**Problem requirements**
Exactly reproduce each of the entries shown below.
*** Opening Task data ***
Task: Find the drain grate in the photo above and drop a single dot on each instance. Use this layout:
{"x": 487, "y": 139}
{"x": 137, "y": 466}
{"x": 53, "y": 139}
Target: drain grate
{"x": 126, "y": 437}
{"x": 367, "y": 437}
*** Closing Task data ***
**Answer to the exercise**
Task: Find the drain grate in the photo above and drop a single dot on each instance. Use this layout:
{"x": 487, "y": 139}
{"x": 137, "y": 466}
{"x": 53, "y": 139}
Target: drain grate
{"x": 126, "y": 437}
{"x": 367, "y": 437}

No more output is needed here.